■ Section de texte

____________

Saison 1 :
A l'origine de "Dix pour Cent" et de son succès, il y a l'excellente idée de la part "d'agents" comme le fameux Dominique Besnehard, (immortalisé par Pialat dans "A nos Amours", quand même...) de retranscrire en série certaines de leurs mésaventures professionnelles - forcément transformées par la fiction puisqu'on suppose que la réalité serait souvent embarrassante, voire compromettante pour nombre de stars du cinéma français...
Dans une jolie tradition que l'on peut faire remonter - si l'on est généreux - à certaines screwball comedies de Hawks, "Dix pour Cent" travaille donc l'imbroglio sentimentalo-comique entre vie professionnelle et vie amoureuse de quatre agents (et de leurs assistant(e)s) qui ont bien du mal à séparer leurs ambitions au sein d'une société qui prend l'eau et leurs désirs, le tout sur un rythme souvent bien enlevé qui ravira les aficionafos - comme moi - d'un certain classicisme hollywoodien.
On retrouve d'ailleurs parfois le nom de Cédric Klapisch au générique, et on a le droit de penser qu'il s'agit là de l'un de ses tous meilleurs travaux, son style enlevé se mettant parfaitement au service de scénarios bien trouvés, et d'interprètes parfois même en état de grâce : Camille Cottin, assez loin de son terrain de jeu habituel, trouve en particulier l'occasion de démontrer un talent inhabituel, au point de justifier à elle seule le visionnage des 6 épisodes de cette première saison.
Mais le coup de génie de la série, et ce qui lui a valu sa popularité, c'est d'inviter dans chaque épisode un ou deux acteurs notables, voire célèbres, à jouer leur propre personnage, ou du moins une version un peu décalée mais crédible de celui-ci : j'imagine que c'est notre côté "midinette fan de "Voici" ou de "Closer" qui entre en jeu, mais c'est assez délicieux d'être témoin de la jalousie professionnelle entre Line Renaud et Françoise Fabian, des conflits mère-fille de Nathalie Baye et Laura Smet, ou encore d'une relation torride entre Julie Gayet et Joey Starr...

____________

■ Consignes écrites
1. Relevez dans la section de texte tous les acteurs et actrices cités comme exemples des personnalités invitées à jouer leur propre personnage dans la série.
2. D'après la section de texte, pourquoi les mésaventures professionnelles des agents sont-elles forcément transformées par la fiction dans la série ?
3. Extrayez de la section de texte le passage qui va de "On retrouve d'ailleurs" à "cette première saison.".

■ Données enregistrées
____________

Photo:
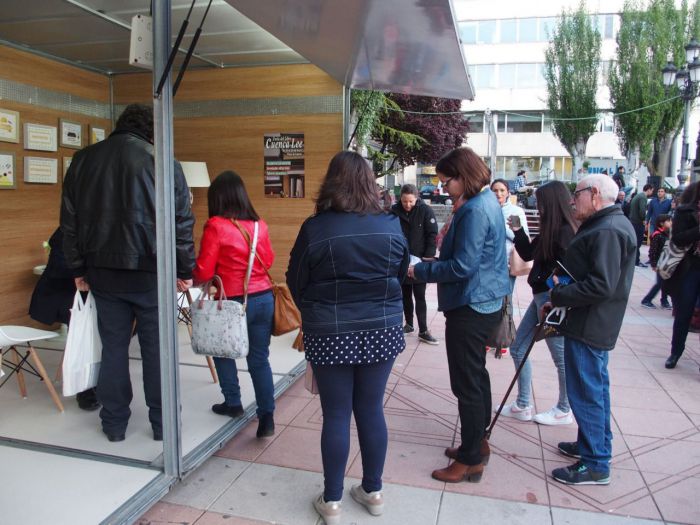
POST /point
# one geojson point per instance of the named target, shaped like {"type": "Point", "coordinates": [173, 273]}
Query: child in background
{"type": "Point", "coordinates": [658, 239]}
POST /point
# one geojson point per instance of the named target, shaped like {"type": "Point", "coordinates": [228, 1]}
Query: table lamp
{"type": "Point", "coordinates": [196, 175]}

____________

■ Corrigé de l'exercice
1. Line Renaud, Françoise Fabian, Nathalie Baye, Laura Smet, Julie Gayet et Joey Starr.

2. On suppose que la réalité serait souvent embarrassante, voire compromettante, pour nombre de stars du cinéma français.

3.
On retrouve d'ailleurs parfois le nom de Cédric Klapisch au générique, et on a le droit de penser qu'il s'agit là de l'un de ses tous meilleurs travaux, son style enlevé se mettant parfaitement au service de scénarios bien trouvés, et d'interprètes parfois même en état de grâce : Camille Cottin, assez loin de son terrain de jeu habituel, trouve en particulier l'occasion de démontrer un talent inhabituel, au point de justifier à elle seule le visionnage des 6 épisodes de cette première saison.